The answer must be an exact copy of the lines from the one containing "For every instance of the beige" through the last line of the records, with no pictures.
[[ Records for the exercise, beginning ]]
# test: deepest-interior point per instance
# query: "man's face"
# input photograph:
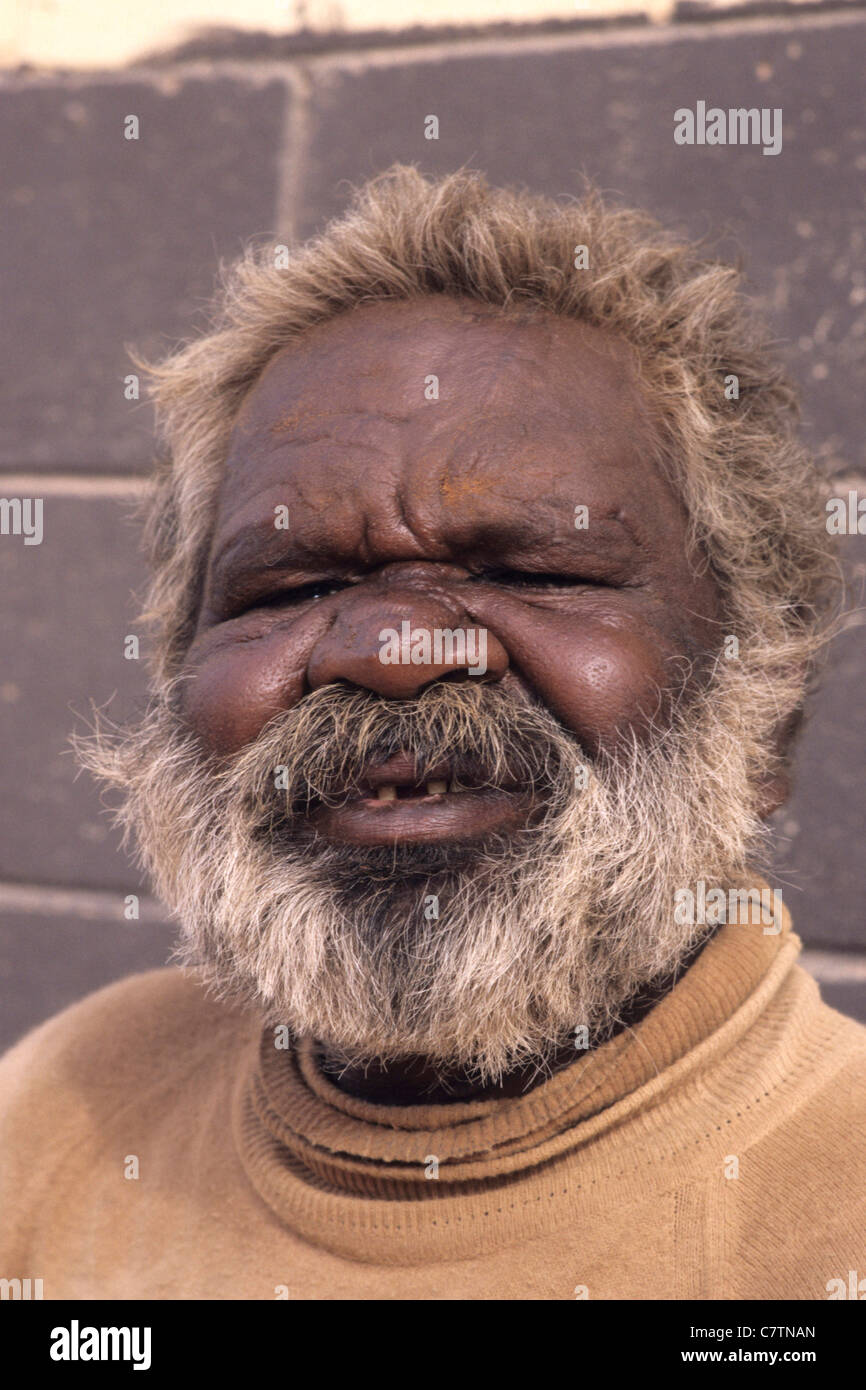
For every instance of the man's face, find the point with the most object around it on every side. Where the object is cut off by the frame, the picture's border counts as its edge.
(402, 858)
(521, 499)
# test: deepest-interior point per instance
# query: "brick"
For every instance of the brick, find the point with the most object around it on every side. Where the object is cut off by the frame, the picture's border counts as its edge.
(68, 605)
(538, 113)
(49, 962)
(113, 242)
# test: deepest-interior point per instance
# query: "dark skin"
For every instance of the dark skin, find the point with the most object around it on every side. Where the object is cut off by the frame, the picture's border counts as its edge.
(448, 513)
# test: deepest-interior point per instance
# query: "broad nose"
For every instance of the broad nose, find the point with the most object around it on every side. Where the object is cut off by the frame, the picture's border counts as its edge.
(396, 641)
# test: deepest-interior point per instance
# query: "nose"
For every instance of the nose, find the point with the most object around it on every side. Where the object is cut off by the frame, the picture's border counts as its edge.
(395, 641)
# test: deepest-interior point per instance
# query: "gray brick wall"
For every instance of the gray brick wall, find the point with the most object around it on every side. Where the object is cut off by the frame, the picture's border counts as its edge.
(113, 242)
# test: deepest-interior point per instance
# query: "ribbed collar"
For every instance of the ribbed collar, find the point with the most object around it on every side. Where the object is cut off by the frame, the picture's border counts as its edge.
(355, 1176)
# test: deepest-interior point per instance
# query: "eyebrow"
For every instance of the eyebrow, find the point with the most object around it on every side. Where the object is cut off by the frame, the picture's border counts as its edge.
(245, 555)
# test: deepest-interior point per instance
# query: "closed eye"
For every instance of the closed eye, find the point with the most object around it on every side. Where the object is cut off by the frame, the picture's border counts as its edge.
(316, 590)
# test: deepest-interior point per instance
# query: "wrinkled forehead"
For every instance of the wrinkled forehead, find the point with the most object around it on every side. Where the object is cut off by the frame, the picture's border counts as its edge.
(444, 401)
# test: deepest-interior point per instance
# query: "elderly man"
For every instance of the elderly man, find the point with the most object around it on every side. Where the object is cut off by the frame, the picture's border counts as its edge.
(489, 577)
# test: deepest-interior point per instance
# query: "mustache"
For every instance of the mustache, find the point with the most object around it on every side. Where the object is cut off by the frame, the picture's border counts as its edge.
(321, 751)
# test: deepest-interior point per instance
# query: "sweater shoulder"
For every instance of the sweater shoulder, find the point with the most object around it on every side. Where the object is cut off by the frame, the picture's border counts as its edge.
(114, 1043)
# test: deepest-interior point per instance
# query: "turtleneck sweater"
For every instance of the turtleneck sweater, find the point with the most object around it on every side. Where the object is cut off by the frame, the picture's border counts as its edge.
(156, 1143)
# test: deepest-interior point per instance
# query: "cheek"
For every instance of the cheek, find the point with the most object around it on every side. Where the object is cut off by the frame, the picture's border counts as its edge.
(601, 676)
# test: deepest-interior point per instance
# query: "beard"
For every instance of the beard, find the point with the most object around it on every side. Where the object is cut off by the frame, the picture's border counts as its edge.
(483, 957)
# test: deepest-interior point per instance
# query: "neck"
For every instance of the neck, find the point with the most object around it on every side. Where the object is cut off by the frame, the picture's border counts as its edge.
(420, 1080)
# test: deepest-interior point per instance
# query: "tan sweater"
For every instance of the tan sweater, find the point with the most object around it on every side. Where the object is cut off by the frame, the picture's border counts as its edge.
(716, 1151)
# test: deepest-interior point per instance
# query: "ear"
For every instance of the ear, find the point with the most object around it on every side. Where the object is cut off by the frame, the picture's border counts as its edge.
(776, 787)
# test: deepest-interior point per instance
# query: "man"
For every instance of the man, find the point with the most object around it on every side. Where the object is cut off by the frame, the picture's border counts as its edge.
(489, 577)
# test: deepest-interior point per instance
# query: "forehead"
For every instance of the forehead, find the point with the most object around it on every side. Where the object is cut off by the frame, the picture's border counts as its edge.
(445, 406)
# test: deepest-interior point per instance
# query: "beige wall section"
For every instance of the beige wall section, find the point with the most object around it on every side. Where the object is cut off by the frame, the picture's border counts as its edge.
(92, 34)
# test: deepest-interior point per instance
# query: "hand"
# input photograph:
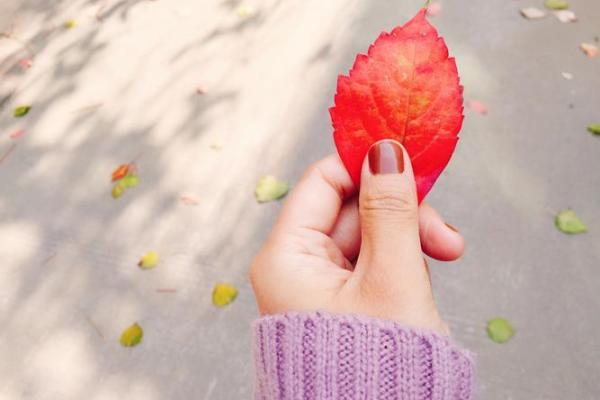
[[ Records for the exercise, end ]]
Result »
For every instance of the beige wall section, find the point with the most object around it on every side. Where the object is cut off by the frame, the picture's border counts as its edge.
(92, 34)
# test: deepest-interior point per instance
# query: "hand"
# input photograph:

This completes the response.